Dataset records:
==*==
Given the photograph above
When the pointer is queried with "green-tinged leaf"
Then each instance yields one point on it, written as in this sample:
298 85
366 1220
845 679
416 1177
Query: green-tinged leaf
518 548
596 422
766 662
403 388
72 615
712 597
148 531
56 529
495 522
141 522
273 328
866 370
==*==
▶ Your objective: Reproduce the listing above, swapping each occurrence of "green-tinged leaf" for "yellowed leaf" and changing nothing else.

▶ The completed task:
Given the photograph above
When the pointer is queried with "yellowed leaf"
Then each instance yields one point on it, written as in this sample:
298 85
366 1220
845 679
416 1177
Query: yellowed leaf
518 548
596 422
766 662
403 388
72 615
712 597
148 531
56 529
495 522
141 522
273 328
866 370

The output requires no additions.